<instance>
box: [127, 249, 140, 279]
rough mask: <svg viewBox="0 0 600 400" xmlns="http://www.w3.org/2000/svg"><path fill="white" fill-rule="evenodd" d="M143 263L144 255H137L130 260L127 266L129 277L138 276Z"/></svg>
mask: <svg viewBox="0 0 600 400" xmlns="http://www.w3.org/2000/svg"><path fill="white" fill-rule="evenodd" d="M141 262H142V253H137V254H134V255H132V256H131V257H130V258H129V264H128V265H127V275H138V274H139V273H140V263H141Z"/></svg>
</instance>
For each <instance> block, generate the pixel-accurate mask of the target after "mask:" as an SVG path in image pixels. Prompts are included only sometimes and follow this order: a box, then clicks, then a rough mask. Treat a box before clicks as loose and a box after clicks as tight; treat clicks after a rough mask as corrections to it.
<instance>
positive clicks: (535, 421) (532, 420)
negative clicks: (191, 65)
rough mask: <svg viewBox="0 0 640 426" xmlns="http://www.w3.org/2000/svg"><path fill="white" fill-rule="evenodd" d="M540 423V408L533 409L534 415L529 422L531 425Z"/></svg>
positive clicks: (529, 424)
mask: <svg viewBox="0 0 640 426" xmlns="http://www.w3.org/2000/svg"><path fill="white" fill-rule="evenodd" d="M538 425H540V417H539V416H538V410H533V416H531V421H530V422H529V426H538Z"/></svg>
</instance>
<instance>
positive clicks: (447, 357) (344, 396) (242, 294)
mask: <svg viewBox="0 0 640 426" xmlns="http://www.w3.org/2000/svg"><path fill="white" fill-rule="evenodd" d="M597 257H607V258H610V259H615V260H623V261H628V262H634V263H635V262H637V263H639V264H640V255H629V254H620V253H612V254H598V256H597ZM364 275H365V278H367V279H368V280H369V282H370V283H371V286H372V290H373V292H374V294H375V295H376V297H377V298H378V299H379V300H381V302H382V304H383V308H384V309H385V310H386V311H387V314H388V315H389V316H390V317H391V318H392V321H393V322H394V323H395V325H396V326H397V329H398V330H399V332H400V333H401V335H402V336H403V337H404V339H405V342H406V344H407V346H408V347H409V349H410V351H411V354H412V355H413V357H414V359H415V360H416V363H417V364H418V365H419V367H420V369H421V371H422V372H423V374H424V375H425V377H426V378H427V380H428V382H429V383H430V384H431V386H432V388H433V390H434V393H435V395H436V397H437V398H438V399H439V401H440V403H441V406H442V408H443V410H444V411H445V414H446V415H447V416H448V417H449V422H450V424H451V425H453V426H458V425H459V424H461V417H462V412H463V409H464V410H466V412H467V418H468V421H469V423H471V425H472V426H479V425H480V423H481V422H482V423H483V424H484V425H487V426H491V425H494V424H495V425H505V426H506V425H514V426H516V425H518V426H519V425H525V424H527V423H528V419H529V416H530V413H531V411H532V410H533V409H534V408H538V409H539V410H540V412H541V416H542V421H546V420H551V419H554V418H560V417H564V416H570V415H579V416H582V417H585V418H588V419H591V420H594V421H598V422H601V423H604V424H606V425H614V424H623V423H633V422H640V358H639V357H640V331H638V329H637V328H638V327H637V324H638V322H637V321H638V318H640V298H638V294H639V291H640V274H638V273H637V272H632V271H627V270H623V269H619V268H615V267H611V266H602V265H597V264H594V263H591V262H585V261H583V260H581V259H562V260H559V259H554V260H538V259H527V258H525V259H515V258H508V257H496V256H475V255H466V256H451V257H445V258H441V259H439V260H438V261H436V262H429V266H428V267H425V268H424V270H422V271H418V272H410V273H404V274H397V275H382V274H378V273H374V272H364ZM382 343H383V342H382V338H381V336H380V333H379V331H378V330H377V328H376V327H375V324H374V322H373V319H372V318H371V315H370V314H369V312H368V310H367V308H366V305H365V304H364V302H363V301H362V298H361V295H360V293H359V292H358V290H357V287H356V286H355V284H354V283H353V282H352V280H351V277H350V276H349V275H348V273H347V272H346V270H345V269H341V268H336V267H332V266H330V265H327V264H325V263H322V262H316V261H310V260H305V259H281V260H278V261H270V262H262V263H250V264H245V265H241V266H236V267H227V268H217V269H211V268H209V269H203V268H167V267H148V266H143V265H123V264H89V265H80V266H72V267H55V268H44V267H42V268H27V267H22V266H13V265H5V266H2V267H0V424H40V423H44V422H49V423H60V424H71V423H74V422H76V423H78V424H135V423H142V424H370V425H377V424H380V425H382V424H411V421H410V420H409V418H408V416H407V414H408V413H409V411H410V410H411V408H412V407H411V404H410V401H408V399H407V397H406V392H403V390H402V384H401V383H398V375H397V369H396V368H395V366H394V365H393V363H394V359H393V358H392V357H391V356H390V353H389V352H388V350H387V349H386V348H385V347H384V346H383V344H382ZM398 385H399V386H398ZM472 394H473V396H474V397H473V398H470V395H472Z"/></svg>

[Exercise directions]
The data above should be duplicated exactly and completely.

[Task output]
<instance>
box: [127, 249, 140, 279]
rough mask: <svg viewBox="0 0 600 400" xmlns="http://www.w3.org/2000/svg"><path fill="white" fill-rule="evenodd" d="M143 263L144 255H137L130 260L127 266L129 277L138 276Z"/></svg>
mask: <svg viewBox="0 0 600 400" xmlns="http://www.w3.org/2000/svg"><path fill="white" fill-rule="evenodd" d="M141 262H142V253H137V254H134V255H132V256H131V257H130V258H129V264H128V265H127V275H138V274H139V273H140V263H141Z"/></svg>
</instance>
For each <instance> block, generate the pixel-accurate mask of the target after "mask:" as an SVG path in image pixels. Prompts are included only sometimes and follow this order: a box, then clicks, then a rough mask. Treat a box before clicks as loose and a box after clicks as tight; treat clicks after a rough mask as corrections to it.
<instance>
positive clicks: (535, 421) (532, 420)
negative clicks: (191, 65)
rough mask: <svg viewBox="0 0 640 426" xmlns="http://www.w3.org/2000/svg"><path fill="white" fill-rule="evenodd" d="M540 423V408L533 409L534 415L529 422L531 425Z"/></svg>
positive clicks: (529, 424)
mask: <svg viewBox="0 0 640 426" xmlns="http://www.w3.org/2000/svg"><path fill="white" fill-rule="evenodd" d="M538 425H540V417H539V416H538V410H533V416H531V421H530V422H529V426H538Z"/></svg>
</instance>
<instance>
positive clicks: (447, 357) (344, 396) (242, 294)
mask: <svg viewBox="0 0 640 426" xmlns="http://www.w3.org/2000/svg"><path fill="white" fill-rule="evenodd" d="M597 257H607V258H610V259H615V260H623V261H628V262H634V263H635V262H637V263H639V264H640V255H629V254H620V253H612V254H598V256H597ZM364 275H365V278H367V279H368V280H369V282H370V283H371V286H372V290H373V292H374V294H375V295H376V297H377V298H378V299H379V300H381V302H382V304H383V308H384V309H385V310H386V311H387V314H388V315H389V316H390V317H391V318H392V321H393V322H394V323H395V325H396V326H397V329H398V330H399V332H400V333H401V335H402V336H403V337H404V339H405V342H406V344H407V346H408V347H409V349H410V351H411V354H412V355H413V357H414V359H415V360H416V363H417V364H418V365H419V367H420V369H421V371H422V372H423V374H424V375H425V377H426V378H427V380H428V382H429V383H430V384H431V386H432V388H433V390H434V393H435V395H436V397H437V398H438V399H439V401H440V403H441V406H442V408H443V410H444V411H445V414H446V415H447V416H448V417H449V422H450V424H451V425H453V426H458V425H459V424H461V417H462V412H463V409H464V410H466V412H467V418H468V421H469V423H471V425H472V426H479V425H480V423H481V422H482V423H483V424H484V425H487V426H491V425H494V424H495V425H505V426H506V425H514V426H516V425H518V426H519V425H525V424H527V423H528V419H529V416H530V413H531V411H532V410H533V409H534V408H538V409H539V410H540V412H541V416H542V421H546V420H551V419H554V418H560V417H564V416H570V415H579V416H582V417H585V418H588V419H591V420H594V421H598V422H601V423H604V424H606V425H614V424H623V423H633V422H640V358H639V357H640V331H638V329H637V328H638V327H637V324H638V322H637V321H638V318H640V298H638V294H639V291H640V274H638V273H637V272H632V271H627V270H623V269H619V268H615V267H611V266H602V265H597V264H594V263H591V262H585V261H583V260H581V259H562V260H559V259H554V260H538V259H527V258H525V259H515V258H508V257H496V256H475V255H466V256H451V257H445V258H441V259H439V260H438V261H436V262H429V266H428V267H425V268H424V270H422V271H418V272H410V273H404V274H397V275H382V274H378V273H374V272H364ZM382 343H383V342H382V338H381V336H380V333H379V331H378V330H377V328H376V327H375V324H374V322H373V319H372V318H371V315H370V314H369V312H368V310H367V308H366V305H365V304H364V302H363V301H362V298H361V295H360V293H359V292H358V290H357V287H356V286H355V284H354V283H353V282H352V280H351V277H350V276H349V275H348V273H347V272H346V270H345V269H341V268H336V267H332V266H330V265H327V264H325V263H322V262H316V261H310V260H305V259H281V260H278V261H270V262H262V263H250V264H245V265H241V266H236V267H227V268H217V269H211V268H209V269H203V268H167V267H148V266H143V265H123V264H89V265H80V266H72V267H55V268H44V267H42V268H27V267H22V266H13V265H5V266H2V267H0V424H40V423H44V422H49V423H60V424H71V423H74V422H76V423H78V424H135V423H142V424H370V425H377V424H380V425H382V424H411V421H410V420H409V418H408V416H407V414H408V413H409V411H410V410H411V408H412V407H411V404H410V401H408V399H407V397H406V392H403V390H402V384H401V383H398V375H397V369H396V368H395V366H394V365H393V363H394V359H393V358H392V357H391V356H390V353H389V352H388V350H387V349H386V348H385V347H384V346H383V344H382ZM398 385H399V386H398ZM472 394H473V396H474V397H473V398H470V395H472Z"/></svg>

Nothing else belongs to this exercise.